*Problem statement*:
Reproduce the text on memory-model parameters verbatim between "Note that I have" and "in this paper.", inclusive.

*Quoted passage*:
--- BEGIN ---
Number of registers R. It is impossible to write a good inner loop without making some assumption about the number R of CPU registers, so this is one of the four parameters in my model of workstation memory. Nominally, R = 8.

Let us assume that each element  $x_{ij}$  occupies one machine word, and that the data is optimally arranged for dense computation. This gives me enough information to choose appropriate values for the tuning parameters discussed above:  $d_u = 1$ ,  $d_v = 1$ , c = 2, and  $d_k = 1$ . Each invocation of the resulting kernel would execute  $c^2 = 4$  mul-adds on data in five CPU registers, namely four entries from x, and one summation variable s. Note that it is inappropriate to evaluate g(v, i) in fully-optimized code for the CPU kernel: the kernel should not be called at all unless |g(v, i)| = c for all i in the range  $c(u'-1) < i \leq c(u' + d_u - 1)$ . A more-general "boundary case" code should be called if 0 < |g(v, i)| < c for any i; such cases will arise, infrequently, if the data is very-nearly optimally arranged. During debugging, however, I do include an evaluation of g() in the kernel. If |g(v, i)| < c, then my kernel code will issue a message to a debugging trace. Capacity parameter  $\delta$ . It is impossible to write a memory-efficient code without considering capacity constraints in all layers. In my model, layer h in the memory hierarchy has capacity

$$C_h = R C_{h-1}^{\delta} \tag{8}$$

Layer h = 1 is the register layer:  $C_1 = R$ . Nominally,  $\delta = 3/2$ .

Note that I have defined  $C_0 = 1$  and  $C_{-1} = (1/R)^{1/\delta}$ . These capacities do not correspond to any layer in memory, but they are useful in theoretical derivations later in this paper.
--- END ---
*Recorded information*:
--- BEGIN ---
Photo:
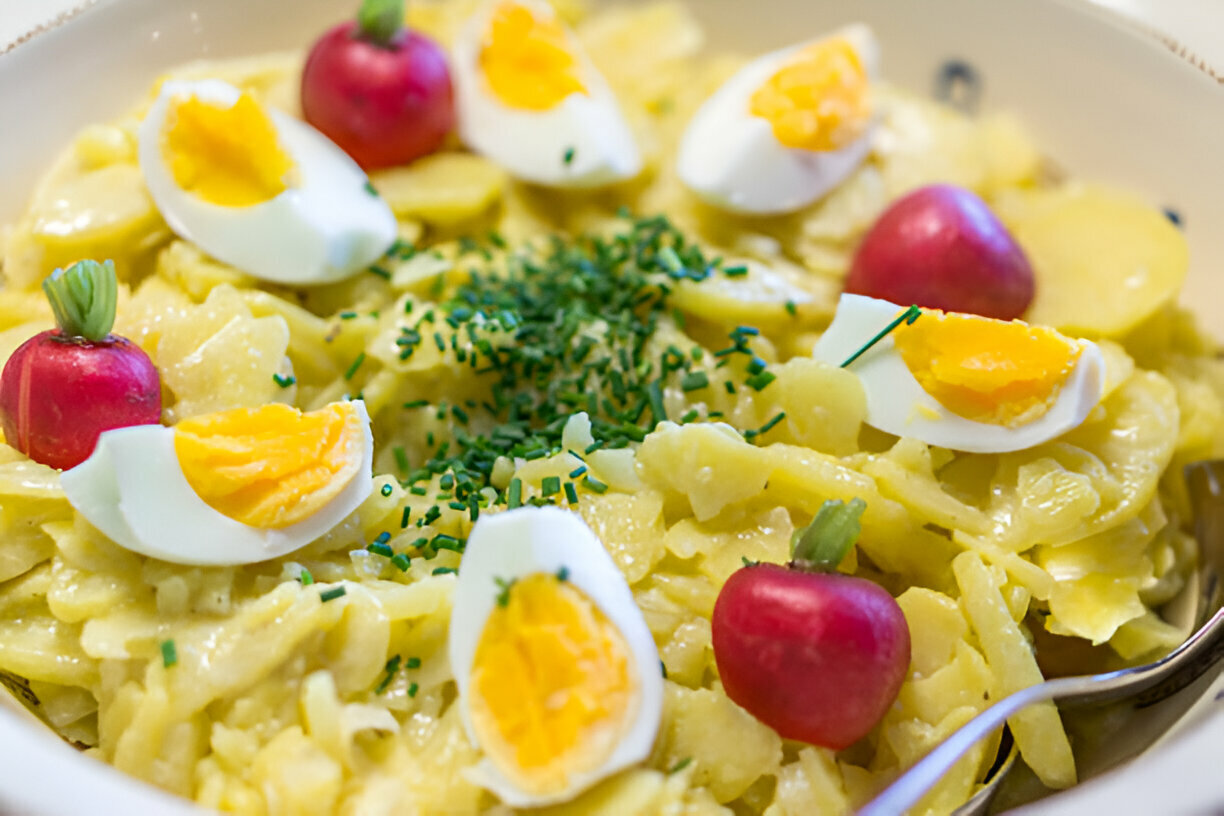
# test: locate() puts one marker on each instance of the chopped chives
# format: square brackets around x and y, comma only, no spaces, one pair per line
[356,363]
[906,317]
[333,593]
[169,653]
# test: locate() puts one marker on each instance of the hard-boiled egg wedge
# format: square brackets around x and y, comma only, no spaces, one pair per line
[258,190]
[787,127]
[530,99]
[225,488]
[965,382]
[557,672]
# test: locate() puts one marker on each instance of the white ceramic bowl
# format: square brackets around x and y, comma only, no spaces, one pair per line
[1103,98]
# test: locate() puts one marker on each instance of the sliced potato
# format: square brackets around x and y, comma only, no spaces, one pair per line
[1104,259]
[443,189]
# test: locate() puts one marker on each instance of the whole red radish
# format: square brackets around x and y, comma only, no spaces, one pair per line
[378,91]
[817,656]
[943,247]
[64,387]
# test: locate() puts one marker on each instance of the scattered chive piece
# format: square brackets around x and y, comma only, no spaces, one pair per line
[356,363]
[679,766]
[503,591]
[169,653]
[694,381]
[906,317]
[333,593]
[760,381]
[391,668]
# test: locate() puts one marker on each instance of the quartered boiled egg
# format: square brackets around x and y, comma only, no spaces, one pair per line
[234,487]
[965,382]
[529,99]
[257,189]
[558,675]
[787,127]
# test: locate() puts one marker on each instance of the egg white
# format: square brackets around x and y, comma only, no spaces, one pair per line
[323,229]
[517,543]
[132,488]
[897,404]
[531,144]
[731,158]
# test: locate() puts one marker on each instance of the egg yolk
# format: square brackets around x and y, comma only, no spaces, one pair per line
[819,100]
[225,154]
[990,371]
[552,684]
[526,60]
[271,466]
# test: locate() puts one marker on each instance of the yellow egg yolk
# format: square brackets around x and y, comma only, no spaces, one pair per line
[271,466]
[526,60]
[225,154]
[552,684]
[819,100]
[999,372]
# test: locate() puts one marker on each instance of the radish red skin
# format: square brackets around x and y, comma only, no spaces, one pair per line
[383,105]
[943,247]
[818,657]
[58,395]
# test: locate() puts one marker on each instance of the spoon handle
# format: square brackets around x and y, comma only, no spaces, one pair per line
[911,786]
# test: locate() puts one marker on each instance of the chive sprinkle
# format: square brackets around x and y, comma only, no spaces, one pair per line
[906,317]
[333,593]
[356,363]
[169,653]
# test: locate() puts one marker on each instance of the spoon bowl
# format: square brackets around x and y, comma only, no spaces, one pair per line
[1145,684]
--- END ---
*Completed exercise*:
Note that I have defined  $C_0 = 1$  and  $C_{-1} = (1/R)^{1/\delta}$ . These capacities do not correspond to any layer in memory, but they are useful in theoretical derivations later in this paper.